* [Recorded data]
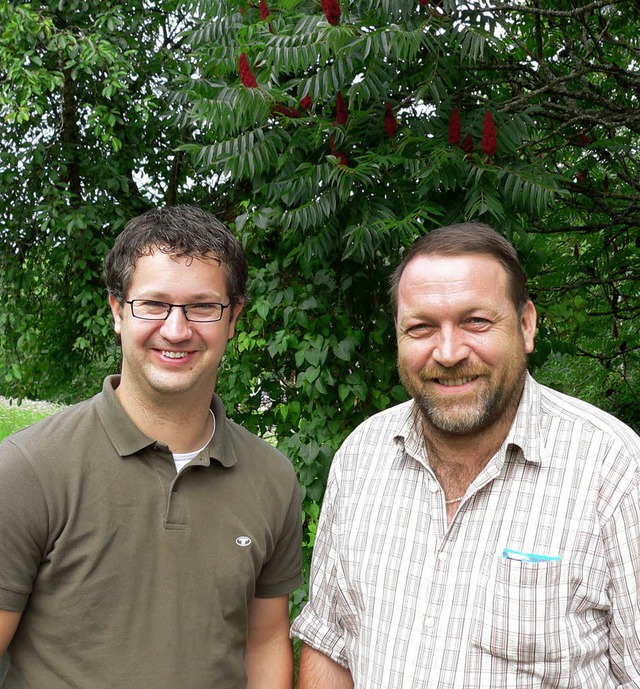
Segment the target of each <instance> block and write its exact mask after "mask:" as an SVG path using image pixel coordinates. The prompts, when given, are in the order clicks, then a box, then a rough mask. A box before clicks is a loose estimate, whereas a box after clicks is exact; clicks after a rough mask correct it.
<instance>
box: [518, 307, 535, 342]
mask: <svg viewBox="0 0 640 689" xmlns="http://www.w3.org/2000/svg"><path fill="white" fill-rule="evenodd" d="M537 323H538V314H537V313H536V307H535V306H534V305H533V302H532V301H528V302H527V303H526V304H525V306H524V309H522V315H521V316H520V329H521V330H522V337H523V339H524V348H525V351H526V353H527V354H531V352H533V348H534V347H535V339H536V325H537Z"/></svg>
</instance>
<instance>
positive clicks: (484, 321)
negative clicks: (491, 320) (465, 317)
mask: <svg viewBox="0 0 640 689" xmlns="http://www.w3.org/2000/svg"><path fill="white" fill-rule="evenodd" d="M467 325H468V326H469V327H470V328H472V329H474V330H484V329H485V328H488V327H489V326H490V325H491V321H490V320H489V319H488V318H483V317H482V316H471V317H470V318H468V319H467Z"/></svg>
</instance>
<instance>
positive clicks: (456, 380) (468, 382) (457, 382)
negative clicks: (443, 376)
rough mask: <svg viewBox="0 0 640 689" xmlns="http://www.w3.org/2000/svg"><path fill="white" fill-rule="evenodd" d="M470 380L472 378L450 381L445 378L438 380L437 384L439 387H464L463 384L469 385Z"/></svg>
mask: <svg viewBox="0 0 640 689" xmlns="http://www.w3.org/2000/svg"><path fill="white" fill-rule="evenodd" d="M472 380H473V378H453V379H451V380H449V379H447V378H439V379H438V383H440V385H445V386H447V387H454V386H456V385H464V384H465V383H469V382H470V381H472Z"/></svg>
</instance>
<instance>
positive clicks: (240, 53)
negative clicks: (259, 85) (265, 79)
mask: <svg viewBox="0 0 640 689" xmlns="http://www.w3.org/2000/svg"><path fill="white" fill-rule="evenodd" d="M238 73H239V74H240V81H241V82H242V83H243V85H244V86H246V87H247V88H250V89H254V88H256V87H257V86H258V82H257V81H256V78H255V76H254V75H253V72H252V71H251V67H250V66H249V61H248V60H247V54H246V53H240V60H239V61H238Z"/></svg>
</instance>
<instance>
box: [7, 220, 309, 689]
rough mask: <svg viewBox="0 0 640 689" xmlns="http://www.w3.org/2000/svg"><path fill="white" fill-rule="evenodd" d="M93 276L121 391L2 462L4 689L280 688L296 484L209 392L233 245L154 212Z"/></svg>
mask: <svg viewBox="0 0 640 689" xmlns="http://www.w3.org/2000/svg"><path fill="white" fill-rule="evenodd" d="M105 277H106V283H107V290H108V292H109V304H110V306H111V311H112V314H113V318H114V327H115V332H116V334H117V336H118V338H119V340H120V342H121V346H122V373H121V375H120V376H111V377H109V378H107V379H106V380H105V382H104V386H103V390H102V392H101V393H100V394H98V395H97V396H96V397H94V398H92V399H90V400H87V401H85V402H83V403H81V404H79V405H76V406H75V407H72V408H70V409H68V410H66V411H64V412H62V413H60V414H58V415H56V416H54V417H51V418H49V419H47V420H44V421H42V422H40V423H38V424H36V425H34V426H32V427H31V428H28V429H26V430H24V431H21V432H19V433H17V434H15V435H13V436H12V437H10V438H9V439H8V440H7V441H5V442H4V443H3V444H2V446H1V447H0V653H3V652H4V651H5V650H6V649H7V648H8V656H9V659H10V666H9V674H8V677H7V679H6V683H5V689H17V688H19V687H20V688H23V687H24V688H27V687H28V688H29V689H34V688H35V687H46V688H47V689H58V688H59V689H63V688H64V689H69V688H71V687H74V688H77V689H87V687H91V689H98V688H100V687H104V688H105V689H107V688H109V689H113V687H131V688H132V689H134V688H135V689H145V688H148V689H160V688H161V687H162V688H163V689H203V688H204V687H207V688H211V687H215V688H216V689H223V688H229V689H241V688H242V689H244V688H245V687H247V686H248V687H250V688H252V689H253V688H258V689H263V688H264V689H285V688H290V687H292V684H293V679H292V677H293V672H292V651H291V642H290V640H289V638H288V627H289V624H288V621H289V616H288V595H289V593H290V592H291V591H293V590H294V589H295V588H297V587H298V586H299V585H300V580H301V577H300V560H301V554H300V544H301V525H300V500H299V494H298V486H297V481H296V477H295V473H294V471H293V468H292V466H291V464H290V463H289V462H288V461H287V460H286V459H285V458H284V457H283V456H282V455H281V454H280V453H278V452H277V451H276V450H275V449H274V448H272V447H271V446H270V445H268V444H267V443H264V442H263V441H261V440H259V439H258V438H256V437H255V436H253V435H251V434H250V433H248V432H247V431H245V430H244V429H242V428H241V427H240V426H238V425H237V424H235V423H233V422H232V421H231V420H229V419H228V418H227V417H226V415H225V411H224V407H223V405H222V401H221V400H220V399H219V397H217V396H216V395H215V394H214V387H215V383H216V376H217V372H218V367H219V364H220V360H221V358H222V355H223V353H224V350H225V346H226V344H227V341H228V340H230V339H231V338H232V337H233V335H234V332H235V327H236V322H237V319H238V316H239V314H240V312H241V310H242V307H243V304H244V301H245V289H246V282H247V262H246V258H245V256H244V253H243V251H242V248H241V246H240V245H239V243H238V242H237V240H236V239H235V238H234V237H233V236H232V235H231V233H230V232H229V231H228V230H227V229H226V228H225V227H224V226H223V225H221V224H220V223H219V222H218V221H217V220H216V219H215V218H214V217H213V216H211V215H209V214H207V213H205V212H203V211H201V210H198V209H196V208H191V207H173V208H165V209H160V210H152V211H149V212H148V213H145V214H144V215H142V216H140V217H139V218H135V219H134V220H132V221H131V222H130V223H129V224H128V225H127V227H126V228H125V230H124V232H123V233H122V234H121V235H120V236H119V237H118V239H117V240H116V243H115V246H114V248H113V249H112V251H111V252H110V254H109V255H108V257H107V259H106V262H105Z"/></svg>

* [WORK REQUIRED] Copy every line of the records above word for word, but leave out the picture.

* [EXERCISE OUTPUT]
Segment the target of each <instance> block and write its exact mask after "mask:" as an SVG path using image pixel coordinates. The prompts, when given, are in the order clicks, then a box, then a rough mask. A box before clicks is a loose estimate, whereas a box after clicks is exact; clicks after a rough mask correct it.
<instance>
box: [518, 307, 535, 342]
mask: <svg viewBox="0 0 640 689" xmlns="http://www.w3.org/2000/svg"><path fill="white" fill-rule="evenodd" d="M537 323H538V314H537V313H536V307H535V306H534V305H533V302H532V301H528V302H527V303H526V304H525V306H524V309H522V315H521V316H520V329H521V330H522V337H523V339H524V348H525V351H526V353H527V354H531V352H533V348H534V347H535V339H536V325H537Z"/></svg>
</instance>
<instance>
positive clicks: (484, 321)
negative clicks: (491, 320) (465, 317)
mask: <svg viewBox="0 0 640 689" xmlns="http://www.w3.org/2000/svg"><path fill="white" fill-rule="evenodd" d="M467 325H468V326H469V327H470V328H472V329H474V330H484V329H485V328H488V327H489V326H490V325H491V321H490V320H489V319H488V318H483V317H482V316H471V317H470V318H468V319H467Z"/></svg>
</instance>
<instance>
positive clicks: (456, 380) (468, 382) (457, 382)
negative clicks: (443, 376)
rough mask: <svg viewBox="0 0 640 689" xmlns="http://www.w3.org/2000/svg"><path fill="white" fill-rule="evenodd" d="M470 380L472 378L450 381L445 378L438 380L437 384L439 387H464L463 384L469 385Z"/></svg>
mask: <svg viewBox="0 0 640 689" xmlns="http://www.w3.org/2000/svg"><path fill="white" fill-rule="evenodd" d="M472 380H473V378H453V379H451V380H449V379H447V378H439V379H438V383H440V385H445V386H447V387H454V386H456V385H464V384H465V383H469V382H470V381H472Z"/></svg>
</instance>
<instance>
positive clicks: (240, 53)
negative clicks: (259, 85) (265, 79)
mask: <svg viewBox="0 0 640 689" xmlns="http://www.w3.org/2000/svg"><path fill="white" fill-rule="evenodd" d="M238 73H239V74H240V81H241V82H242V83H243V85H244V86H246V87H247V88H250V89H254V88H256V87H257V86H258V82H257V81H256V78H255V76H254V75H253V72H252V71H251V67H250V66H249V61H248V60H247V54H246V53H240V60H239V61H238Z"/></svg>
</instance>
<instance>
box: [7, 220, 309, 689]
rough mask: <svg viewBox="0 0 640 689" xmlns="http://www.w3.org/2000/svg"><path fill="white" fill-rule="evenodd" d="M93 276L121 391L2 462L4 689L280 688L296 484L209 392L233 245L154 212Z"/></svg>
mask: <svg viewBox="0 0 640 689" xmlns="http://www.w3.org/2000/svg"><path fill="white" fill-rule="evenodd" d="M105 277H106V283H107V290H108V292H109V304H110V306H111V311H112V314H113V318H114V327H115V332H116V334H117V336H118V338H119V340H120V342H121V346H122V373H121V375H120V376H111V377H109V378H107V379H106V380H105V382H104V386H103V390H102V392H101V393H100V394H98V395H97V396H96V397H94V398H92V399H90V400H87V401H85V402H83V403H81V404H79V405H76V406H75V407H72V408H70V409H68V410H66V411H64V412H62V413H60V414H58V415H56V416H54V417H51V418H49V419H47V420H44V421H42V422H40V423H38V424H36V425H34V426H32V427H31V428H28V429H26V430H24V431H21V432H19V433H17V434H15V435H13V436H12V437H10V438H9V439H8V440H7V441H5V442H4V443H3V444H2V446H1V447H0V653H3V652H4V651H5V650H6V649H7V648H8V656H9V659H10V666H9V674H8V677H7V679H6V683H5V689H17V688H19V687H20V688H23V687H24V688H27V687H28V688H29V689H34V688H35V687H46V688H47V689H58V688H59V689H63V688H64V689H69V688H71V687H74V688H77V689H87V687H91V689H98V688H100V687H104V688H105V689H107V688H109V689H113V687H131V688H132V689H134V688H135V689H145V688H148V689H160V688H161V687H162V688H163V689H203V688H204V687H207V688H211V687H215V688H216V689H223V688H229V689H241V688H242V689H244V688H245V687H247V686H248V687H250V688H252V689H253V688H258V689H263V688H264V689H285V688H290V687H292V684H293V679H292V677H293V672H292V651H291V642H290V640H289V638H288V627H289V624H288V621H289V616H288V595H289V593H290V592H291V591H293V590H294V589H295V588H297V587H298V586H299V585H300V580H301V577H300V560H301V554H300V544H301V525H300V500H299V494H298V486H297V481H296V477H295V473H294V471H293V468H292V466H291V464H290V463H289V462H288V461H287V460H286V459H285V458H284V457H283V456H282V455H281V454H280V453H278V452H277V451H276V450H275V449H274V448H272V447H271V446H270V445H268V444H267V443H264V442H263V441H261V440H259V439H258V438H256V437H255V436H253V435H251V434H250V433H248V432H247V431H245V430H244V429H242V428H241V427H240V426H238V425H237V424H235V423H233V422H232V421H231V420H229V419H228V418H227V417H226V415H225V411H224V407H223V405H222V401H221V400H220V399H219V397H217V396H216V395H215V394H214V387H215V383H216V376H217V372H218V367H219V364H220V360H221V358H222V355H223V353H224V350H225V346H226V344H227V341H228V340H230V339H231V338H232V337H233V335H234V332H235V327H236V322H237V319H238V316H239V314H240V312H241V310H242V307H243V304H244V301H245V289H246V282H247V262H246V258H245V256H244V253H243V251H242V248H241V246H240V245H239V243H238V242H237V240H236V239H235V238H234V237H233V236H232V235H231V233H230V232H229V231H228V230H227V229H226V228H225V227H224V226H223V225H221V224H220V223H219V222H218V221H217V220H216V219H215V218H214V217H213V216H211V215H209V214H207V213H205V212H203V211H201V210H198V209H196V208H191V207H173V208H165V209H160V210H152V211H149V212H148V213H145V214H144V215H142V216H140V217H139V218H135V219H134V220H132V221H131V222H130V223H129V224H128V225H127V227H126V228H125V230H124V232H123V233H122V234H121V235H120V236H119V237H118V239H117V240H116V243H115V246H114V248H113V249H112V251H111V252H110V254H109V255H108V257H107V259H106V262H105Z"/></svg>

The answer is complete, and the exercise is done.